What to do ▸
Write out each entry, exactly the way it appears.

[Dataset excerpts on object pointing]
+++++

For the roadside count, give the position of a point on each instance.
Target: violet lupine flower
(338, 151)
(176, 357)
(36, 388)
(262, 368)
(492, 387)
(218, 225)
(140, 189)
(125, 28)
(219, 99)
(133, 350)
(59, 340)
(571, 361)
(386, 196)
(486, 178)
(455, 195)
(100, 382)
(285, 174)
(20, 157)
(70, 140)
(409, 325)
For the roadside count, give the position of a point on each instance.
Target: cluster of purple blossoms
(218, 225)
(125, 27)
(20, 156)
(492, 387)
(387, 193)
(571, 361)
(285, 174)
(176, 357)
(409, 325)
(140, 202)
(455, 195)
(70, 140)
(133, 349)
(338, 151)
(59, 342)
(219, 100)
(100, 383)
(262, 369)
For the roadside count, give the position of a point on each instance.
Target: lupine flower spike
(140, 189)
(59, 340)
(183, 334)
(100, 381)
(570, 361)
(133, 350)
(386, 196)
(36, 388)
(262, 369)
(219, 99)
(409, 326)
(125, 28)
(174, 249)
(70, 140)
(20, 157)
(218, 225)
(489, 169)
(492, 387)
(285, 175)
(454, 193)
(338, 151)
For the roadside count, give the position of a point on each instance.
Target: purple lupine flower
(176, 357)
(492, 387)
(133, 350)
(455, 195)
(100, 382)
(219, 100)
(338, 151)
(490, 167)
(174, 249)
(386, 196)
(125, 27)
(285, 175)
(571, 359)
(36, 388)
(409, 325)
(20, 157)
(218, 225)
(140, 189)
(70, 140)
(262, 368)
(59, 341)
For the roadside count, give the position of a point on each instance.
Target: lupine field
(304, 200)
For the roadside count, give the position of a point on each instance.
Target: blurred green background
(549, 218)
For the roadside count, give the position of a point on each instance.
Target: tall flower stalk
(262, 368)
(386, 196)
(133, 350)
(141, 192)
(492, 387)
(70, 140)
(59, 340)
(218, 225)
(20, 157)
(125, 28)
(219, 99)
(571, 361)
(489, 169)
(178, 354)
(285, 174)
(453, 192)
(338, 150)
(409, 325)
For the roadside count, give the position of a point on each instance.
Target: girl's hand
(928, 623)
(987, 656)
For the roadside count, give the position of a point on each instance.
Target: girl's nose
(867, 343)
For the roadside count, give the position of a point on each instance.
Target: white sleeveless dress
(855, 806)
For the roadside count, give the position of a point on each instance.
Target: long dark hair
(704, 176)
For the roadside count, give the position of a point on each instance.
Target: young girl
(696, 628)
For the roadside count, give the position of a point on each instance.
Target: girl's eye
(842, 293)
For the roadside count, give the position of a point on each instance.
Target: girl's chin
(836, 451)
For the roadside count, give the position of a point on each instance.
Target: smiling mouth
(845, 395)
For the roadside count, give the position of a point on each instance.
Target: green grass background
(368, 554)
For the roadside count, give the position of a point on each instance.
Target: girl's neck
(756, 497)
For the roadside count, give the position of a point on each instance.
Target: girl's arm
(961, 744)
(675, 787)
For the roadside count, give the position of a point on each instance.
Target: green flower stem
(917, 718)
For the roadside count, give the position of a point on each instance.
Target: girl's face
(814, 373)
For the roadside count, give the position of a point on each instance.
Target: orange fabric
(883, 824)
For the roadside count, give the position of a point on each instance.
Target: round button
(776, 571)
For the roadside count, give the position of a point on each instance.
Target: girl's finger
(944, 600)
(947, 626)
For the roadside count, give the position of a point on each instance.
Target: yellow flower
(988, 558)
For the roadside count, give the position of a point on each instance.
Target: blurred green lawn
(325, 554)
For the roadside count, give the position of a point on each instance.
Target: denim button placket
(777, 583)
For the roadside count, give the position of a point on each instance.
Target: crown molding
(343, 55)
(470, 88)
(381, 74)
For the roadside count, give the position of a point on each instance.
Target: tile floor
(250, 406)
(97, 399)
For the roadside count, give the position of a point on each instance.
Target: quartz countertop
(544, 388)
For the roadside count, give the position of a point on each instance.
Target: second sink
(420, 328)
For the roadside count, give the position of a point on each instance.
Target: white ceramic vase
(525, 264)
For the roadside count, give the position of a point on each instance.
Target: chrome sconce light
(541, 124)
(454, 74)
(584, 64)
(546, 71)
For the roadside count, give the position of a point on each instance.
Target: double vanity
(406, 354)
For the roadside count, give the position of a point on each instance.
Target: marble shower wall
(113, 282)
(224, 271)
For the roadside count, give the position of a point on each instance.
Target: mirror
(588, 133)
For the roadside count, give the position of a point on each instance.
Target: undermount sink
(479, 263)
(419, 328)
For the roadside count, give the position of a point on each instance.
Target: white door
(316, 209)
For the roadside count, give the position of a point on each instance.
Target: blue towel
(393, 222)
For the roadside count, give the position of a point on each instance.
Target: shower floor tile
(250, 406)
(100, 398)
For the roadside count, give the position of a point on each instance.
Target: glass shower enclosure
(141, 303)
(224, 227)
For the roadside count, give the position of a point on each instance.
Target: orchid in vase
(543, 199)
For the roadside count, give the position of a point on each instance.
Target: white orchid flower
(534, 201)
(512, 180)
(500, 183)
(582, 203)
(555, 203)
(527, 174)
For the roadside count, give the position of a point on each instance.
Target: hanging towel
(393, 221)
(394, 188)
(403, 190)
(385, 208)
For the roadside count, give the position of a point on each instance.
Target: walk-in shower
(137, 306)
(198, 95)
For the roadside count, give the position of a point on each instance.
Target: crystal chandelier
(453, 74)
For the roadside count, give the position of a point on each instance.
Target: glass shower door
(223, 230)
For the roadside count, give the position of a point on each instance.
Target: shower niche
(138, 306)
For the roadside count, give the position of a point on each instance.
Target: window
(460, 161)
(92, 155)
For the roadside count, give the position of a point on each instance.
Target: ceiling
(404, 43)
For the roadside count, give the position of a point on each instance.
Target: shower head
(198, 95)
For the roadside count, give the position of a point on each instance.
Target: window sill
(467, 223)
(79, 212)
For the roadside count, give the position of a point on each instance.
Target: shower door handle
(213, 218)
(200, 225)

+++++

Response below ▸
For the roadside count, give the position of a point on each instance.
Target: violet lupine flower
(338, 151)
(176, 357)
(36, 388)
(262, 368)
(492, 387)
(218, 225)
(140, 189)
(125, 28)
(219, 99)
(133, 350)
(59, 340)
(571, 361)
(386, 196)
(486, 178)
(455, 195)
(100, 382)
(285, 174)
(20, 157)
(70, 140)
(409, 325)
For the roadside count, give the position of a point on each instance.
Target: cluster of purple blossoms
(218, 225)
(125, 27)
(20, 156)
(492, 387)
(387, 193)
(571, 361)
(285, 174)
(176, 357)
(409, 325)
(140, 202)
(455, 195)
(70, 140)
(133, 349)
(338, 151)
(59, 342)
(219, 100)
(100, 383)
(262, 369)
For the roadside count, give the position of a point on each instance.
Target: lupine flower spike
(140, 189)
(59, 340)
(183, 334)
(100, 381)
(570, 361)
(133, 350)
(386, 196)
(36, 388)
(262, 369)
(219, 99)
(409, 326)
(125, 28)
(174, 249)
(70, 140)
(20, 157)
(218, 225)
(489, 169)
(492, 387)
(285, 175)
(454, 193)
(338, 151)
For the roadside count, give the position of a point on each instance.
Target: purple lupine flower
(176, 357)
(492, 387)
(133, 350)
(455, 195)
(100, 382)
(219, 100)
(338, 151)
(490, 167)
(174, 249)
(386, 196)
(125, 27)
(285, 175)
(571, 359)
(36, 388)
(409, 325)
(20, 157)
(218, 225)
(140, 189)
(70, 140)
(262, 368)
(59, 341)
For the roadside count, give the position of a point on each instance.
Target: lupine field
(304, 200)
For the roadside count, give the position of a point on each instance.
Target: blurred green background
(549, 218)
For the roadside count, give the position of a point on each instance.
Target: tall flower stalk
(262, 368)
(386, 196)
(133, 350)
(141, 192)
(492, 387)
(70, 140)
(59, 340)
(218, 225)
(20, 157)
(125, 28)
(219, 99)
(571, 361)
(489, 169)
(178, 354)
(285, 174)
(453, 192)
(338, 150)
(409, 325)
For the roadside count, give the position of a point on each instance.
Target: girl's hand
(928, 623)
(987, 656)
For the roadside count, give the position of a point on each instance.
Target: girl's nose
(867, 343)
For the roadside count, give the position of a point on each instance.
Target: white sleeveless dress
(855, 806)
For the roadside count, give the position of a point on each instance.
Target: long dark hair
(704, 176)
For the roadside count, give the position of a point on each instance.
Target: young girl
(696, 628)
For the roadside count, give the position of a point on each instance.
Target: girl's eye
(842, 293)
For the roadside count, give the position of a point on each instance.
Target: girl's chin
(836, 451)
For the roadside count, give the position of a point on each instance.
Target: smiling mouth
(845, 395)
For the roadside count, give the position of a point on each instance.
Target: green grass background
(368, 554)
For the roadside count, give the position of a point on each instance.
Target: girl's neck
(756, 497)
For the roadside count, give the position of a point on each instance.
Target: girl's arm
(961, 744)
(675, 787)
For the roadside count, give the position of a point on each instance.
Target: green flower stem
(917, 718)
For the roadside count, give the position of a point on each instance.
Target: girl's face
(814, 373)
For the roadside count, give the position of a point on each instance.
Target: orange fabric
(883, 824)
For the roadside count, give the position of a point on each instance.
Target: round button
(776, 571)
For the roadside count, give the position of a point on each instance.
Target: girl's finger
(944, 600)
(947, 626)
For the roadside count, give the position of a point on each instance.
Target: yellow flower
(988, 558)
For the roadside count, give the position of a point on each instance.
Target: blurred green lawn
(325, 554)
For the roadside count, give the position of a point on each instance.
Target: denim button placket
(777, 583)
For the roadside count, give the position of a point on each instance.
Target: crown molding
(343, 55)
(470, 88)
(381, 74)
For the roadside count, give the position of a point on each instance.
Target: tile floor
(250, 406)
(97, 399)
For the roadside count, give the position of a point on each instance.
Target: quartz countertop
(544, 388)
For the roadside count, give the position of a point on each instance.
Target: second sink
(420, 328)
For the roadside count, give the position of a point on each instance.
Target: white ceramic vase
(525, 264)
For the roadside count, give the position of a point on each instance.
Target: chrome sconce light
(541, 124)
(454, 74)
(584, 64)
(546, 71)
For the roadside count, give the position of a point on each instance.
Target: double vanity
(406, 354)
For the roadside count, give the position of a point on each instance.
Target: marble shower wall
(113, 282)
(224, 271)
For the roadside count, give the position of a point on each instance.
Target: mirror
(588, 133)
For the roadside count, give the position of a point on each instance.
Target: undermount sink
(479, 263)
(419, 328)
For the roadside count, give the position of a point on each instance.
Target: white door
(316, 209)
For the roadside count, give the position of a point on each instance.
Target: blue towel
(393, 222)
For the roadside count, give the position of a point on each instance.
Target: shower floor tile
(250, 406)
(100, 398)
For the roadside count, give the position of a point on each instance.
Target: glass shower enclosure
(141, 303)
(224, 227)
For the roadside count, give the position of a point on each instance.
Target: orchid in vase
(543, 199)
For the roadside count, give the position of a point on each instance.
Target: white orchid flower
(534, 201)
(512, 180)
(500, 183)
(582, 203)
(555, 203)
(527, 174)
For the roadside count, give the position of a point on each instance.
Target: hanging towel
(393, 221)
(394, 188)
(403, 190)
(385, 208)
For the roadside count, give the position of a point on each instance.
Target: walk-in shower
(137, 306)
(198, 95)
For the roadside count, give the position of a point on each instance.
Target: crystal chandelier
(453, 74)
For the roadside count, give the position of a point on each instance.
Target: glass shower door
(223, 230)
For the roadside count, give the position of a point on each instance.
Target: shower niche
(138, 306)
For the roadside count, give the position of a point on each instance.
Target: window
(460, 161)
(92, 155)
For the roadside count, give the position of a point on each instance.
Target: ceiling
(404, 43)
For the roadside count, give the position of a point on each instance.
Target: shower head
(198, 95)
For the roadside count, give the position of a point on each instance.
Target: window sill
(467, 223)
(79, 212)
For the roadside count, give the position of a point on each instance.
Target: shower door handle
(213, 218)
(200, 225)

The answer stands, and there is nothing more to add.